**Your task:**
Edit the court decision starting at "G.R. No. L-5393" and ending at "thereto from a court of a justice of the peace.", writing that passage out again with "writ of certiorari" changed to "writ of prohibition".

== Quoted passage

Republic of the Philippines
SUPREME COURT
Manila

EN BANC

G.R. No. L-5393 December 16, 1909

PEDRO TIRANGBUAYA, ET AL., plaintiffs,
vs.
THE JUDGE OF FIRST INSTANCE OF RIZAL, ET AL., defendants.

Silvestre Apacible for plaintiffs.
Attorney-General Villamor and Francisco Espina for defendants.


CARSON, J.:

This is an application to this court in the exercise of its original jurisdiction for a writ of certiorari to the Court of First Instance of the Province of Rizal, whereby the applicant seek to quash certain proceedings in that court in an action for unlawful detainer of land, appealed thereto from a court of a justice of the peace.

The applicants allege that the judge of the Court of First Instance exceeded his authority in taking jurisdiction of the appeal in question, and allowing the appellants time to amend their bond in appeal, the bond, as it is alleged, being fatally defective, first, in that it does not show on its face the number, place, and date of issue of the certificates of registration of the sureties, in violation of section 125 of Act No. 1189; second, in that it is a bond for costs only, whereas section 2 of Act No. 1778 imperatively prescribes that the appeal bond in such actions shall be given "to enter the action in the Court of First Instance and to pay rents, damages, and costs."

Counsel for applicants contend that the appellants from the judgment of the justice of the peace having failed to execute a valid bond, as required by the provisions of Act No. 1778 which prescribes the conditions under which an appeal may taken from a court of a justice of the peace to a Court of First Instance in actions for unlawful detainer of lands, the Court of First Instance had no jurisdiction over the action thus appealed, except to dismiss the appeal; and that the order directing and authorizing the appellant to execute new bonds in compliance with those provisions was in excess of the jurisdiction of the court, and should be quashed in certiorari proceedings, there being no other adequate or available remedy against the alleged unlawful usurpation of authority by the Court of First Instance, no appeal lying from the final judgment of a Court of First Instance to this court in a civil case appealed from a court of a justice of the peace.

====
== Data for review

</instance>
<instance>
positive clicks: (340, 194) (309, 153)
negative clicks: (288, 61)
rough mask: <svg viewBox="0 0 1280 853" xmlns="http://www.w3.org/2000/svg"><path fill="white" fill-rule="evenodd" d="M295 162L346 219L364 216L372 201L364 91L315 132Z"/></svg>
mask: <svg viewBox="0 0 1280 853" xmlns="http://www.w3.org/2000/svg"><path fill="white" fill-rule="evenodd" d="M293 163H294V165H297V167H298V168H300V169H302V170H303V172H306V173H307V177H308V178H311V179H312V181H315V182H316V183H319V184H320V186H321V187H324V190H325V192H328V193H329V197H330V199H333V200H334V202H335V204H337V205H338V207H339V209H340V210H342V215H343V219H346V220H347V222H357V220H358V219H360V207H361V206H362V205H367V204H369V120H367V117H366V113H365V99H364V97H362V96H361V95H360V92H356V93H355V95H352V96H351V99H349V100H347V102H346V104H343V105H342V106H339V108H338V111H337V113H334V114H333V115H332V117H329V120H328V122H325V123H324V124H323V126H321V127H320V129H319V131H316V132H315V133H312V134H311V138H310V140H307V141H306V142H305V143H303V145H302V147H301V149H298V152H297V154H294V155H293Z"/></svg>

====

**Solution below:**
G.R. No. L-5393 December 16, 1909

PEDRO TIRANGBUAYA, ET AL., plaintiffs,
vs.
THE JUDGE OF FIRST INSTANCE OF RIZAL, ET AL., defendants.

Silvestre Apacible for plaintiffs.
Attorney-General Villamor and Francisco Espina for defendants.


CARSON, J.:

This is an application to this court in the exercise of its original jurisdiction for a writ of prohibition to the Court of First Instance of the Province of Rizal, whereby the applicant seek to quash certain proceedings in that court in an action for unlawful detainer of land, appealed thereto from a court of a justice of the peace.